§ **Directions for this task**: Count the lines in the records below that contain the string "phrase". Give only the number.

Outline annotation records:
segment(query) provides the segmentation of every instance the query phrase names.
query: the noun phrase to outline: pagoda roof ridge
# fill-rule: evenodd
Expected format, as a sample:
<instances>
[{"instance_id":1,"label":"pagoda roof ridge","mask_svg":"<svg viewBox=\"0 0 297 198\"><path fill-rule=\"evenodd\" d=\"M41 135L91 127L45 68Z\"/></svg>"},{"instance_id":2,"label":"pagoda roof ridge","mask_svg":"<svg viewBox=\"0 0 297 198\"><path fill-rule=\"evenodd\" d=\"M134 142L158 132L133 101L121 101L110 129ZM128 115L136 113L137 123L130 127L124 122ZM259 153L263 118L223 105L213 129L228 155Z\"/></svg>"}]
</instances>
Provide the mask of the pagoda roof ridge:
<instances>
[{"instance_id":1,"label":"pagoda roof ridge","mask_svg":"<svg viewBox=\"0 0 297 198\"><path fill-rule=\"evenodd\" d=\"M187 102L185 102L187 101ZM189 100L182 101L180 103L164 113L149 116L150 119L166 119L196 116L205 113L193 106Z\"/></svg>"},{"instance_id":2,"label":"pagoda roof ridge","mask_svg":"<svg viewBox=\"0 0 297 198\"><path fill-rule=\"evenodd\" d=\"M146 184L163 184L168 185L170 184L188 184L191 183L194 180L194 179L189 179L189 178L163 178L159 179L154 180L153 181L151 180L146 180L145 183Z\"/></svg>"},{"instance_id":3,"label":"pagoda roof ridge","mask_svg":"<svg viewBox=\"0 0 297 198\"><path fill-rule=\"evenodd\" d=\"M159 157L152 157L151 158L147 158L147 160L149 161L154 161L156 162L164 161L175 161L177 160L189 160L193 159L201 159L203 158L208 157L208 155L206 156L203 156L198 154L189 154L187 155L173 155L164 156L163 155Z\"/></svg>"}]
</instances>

§ **Exercise solution**: 2